PAGE EXCERPT:

Setting aside the fine words about “European solidarity” that always accompany summit decisions, the new European crisis mechanism amounts to two things:

First, it guarantees that international speculators will continue to be reimbursed with public funds when their investments collapse. Second, it ensures that the cost of such rescue operations will be passed on to ordinary people through draconian austerity measures.

The summit participants agreed to supplement the Lisbon Treaty with two sentences overriding the existing prohibition against mutual financial assistance. The German government had insisted on such an amendment because it feared that Germany’s Supreme Court would otherwise ban the extension of the current euro rescue fund beyond 2013.

The 16 member nations of the euro zone will now provide mutual financial support after 2013 when a country falls prey to international speculators. However, this will be coupled with extremely tough conditions.

EXTRACTED DATA:
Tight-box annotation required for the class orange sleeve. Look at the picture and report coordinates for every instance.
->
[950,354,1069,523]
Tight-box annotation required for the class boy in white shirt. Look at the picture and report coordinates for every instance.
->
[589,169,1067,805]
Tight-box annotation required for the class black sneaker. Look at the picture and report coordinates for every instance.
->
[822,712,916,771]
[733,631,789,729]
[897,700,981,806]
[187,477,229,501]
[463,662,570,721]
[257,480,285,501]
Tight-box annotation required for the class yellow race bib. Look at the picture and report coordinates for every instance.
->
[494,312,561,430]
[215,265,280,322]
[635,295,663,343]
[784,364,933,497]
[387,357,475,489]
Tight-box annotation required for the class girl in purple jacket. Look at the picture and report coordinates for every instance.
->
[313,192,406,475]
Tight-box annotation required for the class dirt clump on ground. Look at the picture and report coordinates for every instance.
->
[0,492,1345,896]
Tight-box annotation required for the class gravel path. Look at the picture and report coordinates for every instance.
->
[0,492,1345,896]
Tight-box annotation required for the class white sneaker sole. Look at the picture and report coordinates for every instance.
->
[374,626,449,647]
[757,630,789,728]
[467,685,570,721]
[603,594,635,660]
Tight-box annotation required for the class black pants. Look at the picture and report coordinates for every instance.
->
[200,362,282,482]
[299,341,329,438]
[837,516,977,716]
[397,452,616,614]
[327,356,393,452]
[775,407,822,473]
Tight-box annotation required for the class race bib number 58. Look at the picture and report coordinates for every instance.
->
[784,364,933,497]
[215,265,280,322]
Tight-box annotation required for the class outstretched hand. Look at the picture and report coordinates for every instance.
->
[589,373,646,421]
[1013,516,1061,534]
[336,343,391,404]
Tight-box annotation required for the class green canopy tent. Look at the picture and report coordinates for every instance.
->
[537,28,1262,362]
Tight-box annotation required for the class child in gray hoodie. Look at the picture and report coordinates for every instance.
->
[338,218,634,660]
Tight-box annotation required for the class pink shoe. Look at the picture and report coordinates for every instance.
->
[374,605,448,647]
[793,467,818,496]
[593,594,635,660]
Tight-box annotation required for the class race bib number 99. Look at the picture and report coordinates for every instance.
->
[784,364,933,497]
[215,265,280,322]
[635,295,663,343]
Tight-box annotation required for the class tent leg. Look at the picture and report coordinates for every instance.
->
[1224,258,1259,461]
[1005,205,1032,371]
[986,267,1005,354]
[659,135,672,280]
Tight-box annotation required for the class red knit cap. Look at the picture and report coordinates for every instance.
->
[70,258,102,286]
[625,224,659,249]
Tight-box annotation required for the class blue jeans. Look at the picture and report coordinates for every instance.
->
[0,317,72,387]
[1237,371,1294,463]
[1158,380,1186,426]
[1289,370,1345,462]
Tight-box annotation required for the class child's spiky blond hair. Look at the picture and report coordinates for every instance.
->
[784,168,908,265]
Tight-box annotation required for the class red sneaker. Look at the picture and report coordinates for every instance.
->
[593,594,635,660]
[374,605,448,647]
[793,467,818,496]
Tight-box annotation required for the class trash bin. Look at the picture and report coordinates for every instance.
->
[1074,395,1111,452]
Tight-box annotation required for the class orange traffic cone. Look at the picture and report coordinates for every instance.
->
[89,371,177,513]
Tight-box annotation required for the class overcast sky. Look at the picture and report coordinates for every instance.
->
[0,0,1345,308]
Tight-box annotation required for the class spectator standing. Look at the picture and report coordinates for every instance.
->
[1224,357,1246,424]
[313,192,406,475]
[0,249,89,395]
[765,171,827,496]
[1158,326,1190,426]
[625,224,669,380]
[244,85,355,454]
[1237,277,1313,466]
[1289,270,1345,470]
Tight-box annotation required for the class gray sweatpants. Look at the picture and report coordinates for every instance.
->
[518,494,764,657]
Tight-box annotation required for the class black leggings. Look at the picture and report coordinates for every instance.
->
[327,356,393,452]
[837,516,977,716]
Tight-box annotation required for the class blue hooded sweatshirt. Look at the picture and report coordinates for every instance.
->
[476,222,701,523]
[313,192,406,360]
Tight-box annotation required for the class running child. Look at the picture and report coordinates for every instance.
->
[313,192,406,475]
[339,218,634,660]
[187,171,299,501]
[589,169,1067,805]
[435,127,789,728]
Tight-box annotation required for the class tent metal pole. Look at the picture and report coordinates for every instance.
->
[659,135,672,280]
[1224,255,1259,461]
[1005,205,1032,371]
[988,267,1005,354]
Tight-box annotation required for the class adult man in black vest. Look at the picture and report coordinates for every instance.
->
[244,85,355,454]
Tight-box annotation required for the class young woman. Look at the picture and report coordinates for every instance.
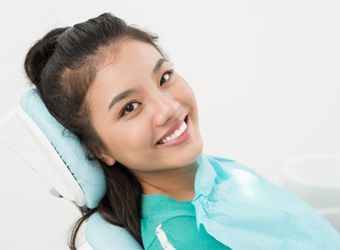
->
[25,13,340,249]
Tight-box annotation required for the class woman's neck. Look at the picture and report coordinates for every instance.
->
[135,163,197,201]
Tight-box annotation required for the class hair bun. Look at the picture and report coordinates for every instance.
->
[24,27,69,87]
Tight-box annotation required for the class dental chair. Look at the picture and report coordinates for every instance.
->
[0,89,142,250]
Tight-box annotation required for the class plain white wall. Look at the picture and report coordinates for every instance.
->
[0,0,340,249]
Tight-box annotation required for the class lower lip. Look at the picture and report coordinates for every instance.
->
[157,118,190,147]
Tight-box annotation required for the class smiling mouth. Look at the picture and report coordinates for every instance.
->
[157,116,188,144]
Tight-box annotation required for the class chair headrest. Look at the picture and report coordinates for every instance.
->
[20,89,106,208]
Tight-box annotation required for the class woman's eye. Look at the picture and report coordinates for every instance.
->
[160,69,174,86]
[120,102,140,116]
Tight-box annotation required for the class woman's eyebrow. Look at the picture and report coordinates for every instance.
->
[152,57,168,73]
[108,89,135,110]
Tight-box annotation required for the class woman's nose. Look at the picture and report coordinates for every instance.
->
[154,94,181,126]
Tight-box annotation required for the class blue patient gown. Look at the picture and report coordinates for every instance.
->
[192,154,340,250]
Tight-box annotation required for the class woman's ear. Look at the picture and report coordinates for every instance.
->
[96,151,116,166]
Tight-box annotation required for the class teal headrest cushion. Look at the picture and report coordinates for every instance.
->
[20,89,106,208]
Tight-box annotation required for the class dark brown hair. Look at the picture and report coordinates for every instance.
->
[25,13,164,249]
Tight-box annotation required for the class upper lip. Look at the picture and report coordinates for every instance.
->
[157,116,187,143]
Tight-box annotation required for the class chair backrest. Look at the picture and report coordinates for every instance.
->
[0,89,141,249]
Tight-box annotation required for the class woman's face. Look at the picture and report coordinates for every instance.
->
[86,39,202,173]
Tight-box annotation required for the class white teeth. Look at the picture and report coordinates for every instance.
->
[160,121,187,144]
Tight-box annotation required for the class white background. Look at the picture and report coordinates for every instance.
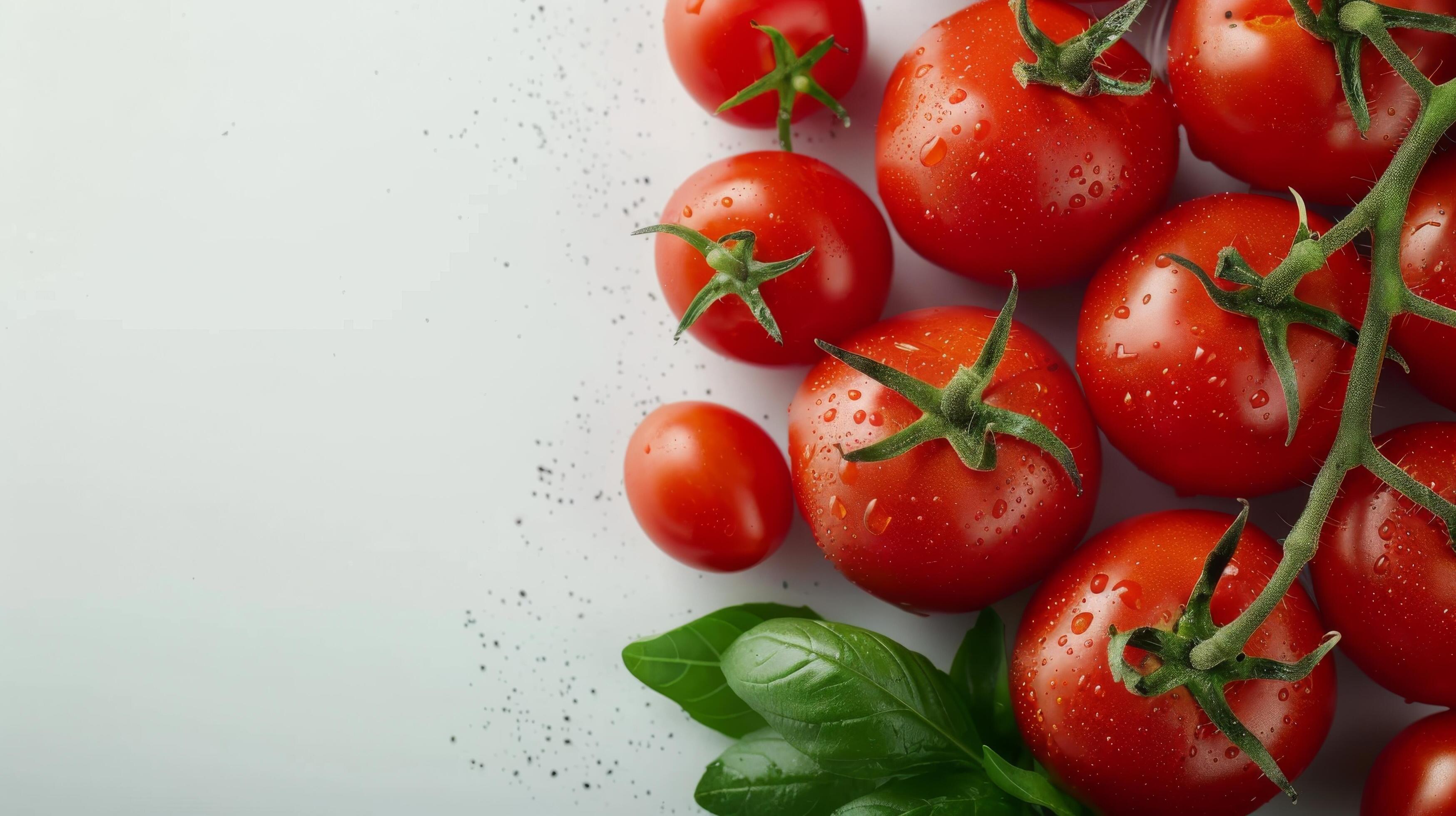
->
[0,0,1450,815]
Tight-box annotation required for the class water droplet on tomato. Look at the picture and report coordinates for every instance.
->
[1072,612,1092,635]
[865,498,890,535]
[920,136,949,168]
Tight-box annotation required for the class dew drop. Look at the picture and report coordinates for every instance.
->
[865,498,890,535]
[1072,612,1092,635]
[920,136,949,168]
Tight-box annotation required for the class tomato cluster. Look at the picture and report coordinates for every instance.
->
[625,0,1456,816]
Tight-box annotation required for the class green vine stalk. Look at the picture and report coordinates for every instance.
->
[1110,0,1456,799]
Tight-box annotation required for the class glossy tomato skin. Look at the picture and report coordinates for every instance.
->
[1010,510,1335,816]
[1310,423,1456,705]
[1360,711,1456,816]
[625,402,794,573]
[1078,194,1369,497]
[875,0,1178,287]
[1168,0,1456,206]
[657,150,894,366]
[789,306,1102,612]
[662,0,866,127]
[1391,153,1456,411]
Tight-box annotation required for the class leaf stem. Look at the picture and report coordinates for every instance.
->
[1190,73,1456,669]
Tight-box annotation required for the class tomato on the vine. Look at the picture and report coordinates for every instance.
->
[648,150,894,366]
[625,402,794,573]
[875,0,1178,286]
[789,306,1102,612]
[1391,153,1456,411]
[1310,423,1456,705]
[1168,0,1456,206]
[1010,510,1335,816]
[662,0,865,127]
[1078,194,1369,497]
[1360,711,1456,816]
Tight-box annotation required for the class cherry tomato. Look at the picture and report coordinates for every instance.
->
[1168,0,1456,206]
[789,306,1102,612]
[625,402,794,573]
[657,150,894,366]
[875,0,1178,287]
[1391,153,1456,411]
[1310,423,1456,705]
[1078,194,1369,497]
[662,0,865,129]
[1010,510,1335,816]
[1360,711,1456,816]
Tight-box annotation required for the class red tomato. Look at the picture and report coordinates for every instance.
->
[1168,0,1456,206]
[625,402,794,573]
[662,0,865,129]
[1010,510,1335,816]
[1310,423,1456,705]
[657,150,894,364]
[1360,711,1456,816]
[1391,153,1456,411]
[875,0,1178,287]
[1078,194,1369,495]
[789,306,1102,612]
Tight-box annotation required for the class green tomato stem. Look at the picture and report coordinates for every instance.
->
[1190,67,1456,669]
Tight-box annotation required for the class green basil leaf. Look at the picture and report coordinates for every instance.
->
[983,745,1082,816]
[622,603,818,737]
[951,606,1022,756]
[833,771,1026,816]
[693,729,878,816]
[722,618,980,780]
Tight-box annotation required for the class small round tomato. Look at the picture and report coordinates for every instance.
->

WHAT IS REQUIRED:
Transcribe the passage on the European crisis mechanism word for word, starting at "First, it guarantees" and ending at "fund beyond 2013.". The rows play no part in this work.

RIGHT ANSWER:
First, it guarantees that international speculators will continue to be reimbursed with public funds when their investments collapse. Second, it ensures that the cost of such rescue operations will be passed on to ordinary people through draconian austerity measures.

The summit participants agreed to supplement the Lisbon Treaty with two sentences overriding the existing prohibition against mutual financial assistance. The German government had insisted on such an amendment because it feared that Germany’s Supreme Court would otherwise ban the extension of the current euro rescue fund beyond 2013.